Task material →
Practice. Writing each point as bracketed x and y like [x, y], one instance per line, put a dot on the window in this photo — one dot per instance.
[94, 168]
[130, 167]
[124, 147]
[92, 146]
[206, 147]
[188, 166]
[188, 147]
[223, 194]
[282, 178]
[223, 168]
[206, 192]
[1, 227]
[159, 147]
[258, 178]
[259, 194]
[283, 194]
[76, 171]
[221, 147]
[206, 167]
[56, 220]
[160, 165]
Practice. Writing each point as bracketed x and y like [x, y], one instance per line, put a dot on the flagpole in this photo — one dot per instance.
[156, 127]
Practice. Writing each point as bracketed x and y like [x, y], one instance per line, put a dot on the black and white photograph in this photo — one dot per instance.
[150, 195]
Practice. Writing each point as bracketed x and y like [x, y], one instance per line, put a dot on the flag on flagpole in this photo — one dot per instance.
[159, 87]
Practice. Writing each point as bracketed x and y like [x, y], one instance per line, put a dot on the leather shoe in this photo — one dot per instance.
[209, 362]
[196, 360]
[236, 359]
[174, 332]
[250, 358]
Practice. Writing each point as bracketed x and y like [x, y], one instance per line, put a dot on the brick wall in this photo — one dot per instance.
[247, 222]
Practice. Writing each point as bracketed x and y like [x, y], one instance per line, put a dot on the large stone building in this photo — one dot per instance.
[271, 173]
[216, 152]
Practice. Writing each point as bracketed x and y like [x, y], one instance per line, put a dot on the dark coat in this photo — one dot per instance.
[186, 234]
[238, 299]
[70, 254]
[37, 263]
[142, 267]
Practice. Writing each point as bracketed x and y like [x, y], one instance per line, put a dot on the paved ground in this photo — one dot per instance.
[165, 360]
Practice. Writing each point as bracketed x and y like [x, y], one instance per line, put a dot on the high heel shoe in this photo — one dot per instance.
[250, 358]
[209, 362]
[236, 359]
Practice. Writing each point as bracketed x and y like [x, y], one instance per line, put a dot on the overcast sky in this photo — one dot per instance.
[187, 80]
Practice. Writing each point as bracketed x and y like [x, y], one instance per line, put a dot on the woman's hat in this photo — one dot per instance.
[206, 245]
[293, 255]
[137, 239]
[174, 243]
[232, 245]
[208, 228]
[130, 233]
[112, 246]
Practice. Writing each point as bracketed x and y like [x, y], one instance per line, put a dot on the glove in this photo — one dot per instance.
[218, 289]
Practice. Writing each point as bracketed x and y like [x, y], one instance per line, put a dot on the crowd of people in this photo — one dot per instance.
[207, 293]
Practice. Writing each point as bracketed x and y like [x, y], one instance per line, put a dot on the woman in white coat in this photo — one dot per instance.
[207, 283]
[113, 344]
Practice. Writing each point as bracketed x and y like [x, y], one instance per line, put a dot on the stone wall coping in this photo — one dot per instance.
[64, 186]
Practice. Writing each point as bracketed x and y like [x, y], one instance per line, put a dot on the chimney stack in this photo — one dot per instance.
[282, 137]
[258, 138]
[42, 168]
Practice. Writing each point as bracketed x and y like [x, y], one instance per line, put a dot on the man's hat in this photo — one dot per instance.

Problem description → Nothing but the lines from the one with "on the chimney" through the last line of the entries should be repeated, and those exactly.

Problem solution →
Practice. Writing each point as bracketed x and y like [x, y], one instance per line, put a dot on the chimney stack in this photo — one dot per instance.
[282, 137]
[258, 138]
[42, 168]
Practice. Writing each point as bracketed x and y like [x, y], one instance per line, put a dot on the man's hat in this photo — one dot per instance.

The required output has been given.